→ **Task objective**
Copy out all of the material below, keeping every line as it is.

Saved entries
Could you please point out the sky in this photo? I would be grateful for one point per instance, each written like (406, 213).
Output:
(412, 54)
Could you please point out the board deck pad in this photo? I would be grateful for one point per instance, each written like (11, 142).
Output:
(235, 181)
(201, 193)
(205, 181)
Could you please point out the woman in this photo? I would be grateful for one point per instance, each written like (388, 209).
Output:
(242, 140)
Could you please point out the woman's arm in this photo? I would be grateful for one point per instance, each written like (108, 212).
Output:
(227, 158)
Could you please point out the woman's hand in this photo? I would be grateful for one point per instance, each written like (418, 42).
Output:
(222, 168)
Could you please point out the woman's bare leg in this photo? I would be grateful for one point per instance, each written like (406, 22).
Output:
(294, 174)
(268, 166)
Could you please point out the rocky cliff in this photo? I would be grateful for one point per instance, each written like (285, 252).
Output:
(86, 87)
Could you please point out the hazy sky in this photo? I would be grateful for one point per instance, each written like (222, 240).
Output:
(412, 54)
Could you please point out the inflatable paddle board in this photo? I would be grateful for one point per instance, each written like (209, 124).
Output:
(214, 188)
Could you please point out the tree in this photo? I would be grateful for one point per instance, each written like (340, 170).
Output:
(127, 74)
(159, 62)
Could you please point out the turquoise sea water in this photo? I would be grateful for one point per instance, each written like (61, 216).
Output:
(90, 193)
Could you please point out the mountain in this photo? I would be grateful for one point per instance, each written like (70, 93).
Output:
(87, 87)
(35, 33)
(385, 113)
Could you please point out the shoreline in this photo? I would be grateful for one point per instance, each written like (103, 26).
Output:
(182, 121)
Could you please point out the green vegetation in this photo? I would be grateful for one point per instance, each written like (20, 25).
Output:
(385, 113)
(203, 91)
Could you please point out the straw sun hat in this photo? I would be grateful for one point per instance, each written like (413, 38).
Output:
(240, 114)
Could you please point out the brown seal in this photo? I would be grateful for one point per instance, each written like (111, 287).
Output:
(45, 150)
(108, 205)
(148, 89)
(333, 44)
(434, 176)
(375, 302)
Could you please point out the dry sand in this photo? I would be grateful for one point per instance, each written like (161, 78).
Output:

→ **Completed exercise**
Could you please point out the sky in this photo? I would be grateful for one point per instance, each written like (406, 213).
Output:
(412, 54)
Could you please point out the board deck pad in this photo? I would be grateful for one point per instance, each written like (11, 142).
Output:
(235, 181)
(201, 193)
(205, 181)
Could you please point out the woman in this photo? I would be grateful for one point per instance, each written like (388, 209).
Output:
(242, 140)
Could you please point out the woman's arm in this photo? I would be grateful for one point per instance, each written like (108, 212).
Output:
(227, 158)
Could you please point out the woman's hand in this photo? I would be grateful for one point per instance, each written like (418, 42).
Output:
(222, 168)
Could you please point out the woman's bare leg in this photo? I would be grateful for one point per instance, each written like (406, 22).
Output:
(294, 174)
(268, 166)
Could you please point out the rocky cliff in this photo? I would be grateful for one point per instance, each written like (285, 252).
Output:
(86, 87)
Could you please point out the hazy sky in this photo? I would be grateful for one point per instance, each written like (222, 240).
Output:
(412, 54)
Could you please point out the inflatable paddle board in this photo? I would be grateful for one point per instance, each written like (209, 124).
Output:
(214, 188)
Could you please point out the tree in this photo? I would be grateful for one point per instance, each written like (340, 170).
Output:
(127, 74)
(159, 62)
Could you please point out the turquoise sea water in this photo? I would be grateful for one point per instance, each written like (61, 216).
Output:
(90, 193)
Could you please point out the mountain in this photo? I would be grateful for one point per instance, each written like (70, 93).
Output:
(87, 87)
(35, 33)
(385, 113)
Could you please point out the shoreline in this photo? I would be grateful for one point per instance, each written like (103, 26).
Output:
(182, 121)
Could you please point out the green vegetation in this photo? I would be grateful for one point per instance, each written like (20, 25).
Output:
(385, 113)
(203, 91)
Could you please point out the straw sun hat in this photo? I would be grateful for one point per instance, each written like (413, 38).
Output:
(240, 114)
Could you please point out the brown seal in this photo? I would be grateful for one point per instance, each written like (111, 287).
Output:
(45, 150)
(108, 205)
(148, 89)
(333, 44)
(434, 176)
(375, 302)
Could you please point out the dry sand in this photo? I would be grateful for one point per instance, each written like (161, 78).
Output:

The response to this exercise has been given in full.